Excerpt from a data file =>

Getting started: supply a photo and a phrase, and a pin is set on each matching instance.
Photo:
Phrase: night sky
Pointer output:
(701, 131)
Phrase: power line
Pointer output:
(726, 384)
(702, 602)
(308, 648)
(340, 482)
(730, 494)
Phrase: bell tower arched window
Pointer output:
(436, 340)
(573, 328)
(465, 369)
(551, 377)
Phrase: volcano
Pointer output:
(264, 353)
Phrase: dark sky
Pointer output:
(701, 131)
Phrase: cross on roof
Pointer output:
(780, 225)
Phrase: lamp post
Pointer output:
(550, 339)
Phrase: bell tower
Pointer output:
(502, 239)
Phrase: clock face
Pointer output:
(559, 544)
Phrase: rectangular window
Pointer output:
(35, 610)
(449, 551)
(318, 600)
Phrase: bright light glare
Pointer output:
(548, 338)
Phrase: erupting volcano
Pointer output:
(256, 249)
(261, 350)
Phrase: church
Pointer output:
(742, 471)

EXERCISE => Copy out every row above in full, phrases included, offsetting each coordinate in the pointer outputs by -143.

ANSWER TO THE EXERCISE =>
Getting started: supply a photo and a phrase, and a pin is set on each matching instance.
Photo:
Phrase: night sky
Pointer output:
(558, -12)
Phrase: power line
Pointer output:
(583, 241)
(559, 459)
(165, 505)
(197, 339)
(587, 351)
Phrase: bell tower arched window
Pointer output:
(293, 197)
(430, 185)
(322, 226)
(408, 234)
Phrase: volcano
Pointer output:
(121, 210)
Phrase: dark sky
Pointer output:
(558, -12)
Phrase: cross on roof
Pointer output:
(637, 82)
Phrase: lamp post
Pointer output:
(407, 196)
Phrase: bell tower
Pointer output:
(359, 96)
Phrase: clock face
Pointer output:
(416, 401)
Phrase: rectangular window
Pointer output:
(-108, 467)
(306, 408)
(175, 457)
Phrase: bright light glare
Pointer output:
(405, 195)
Phrase: erupting volcano
Pointer output:
(113, 106)
(118, 207)
Phrase: church
Pointer output:
(599, 328)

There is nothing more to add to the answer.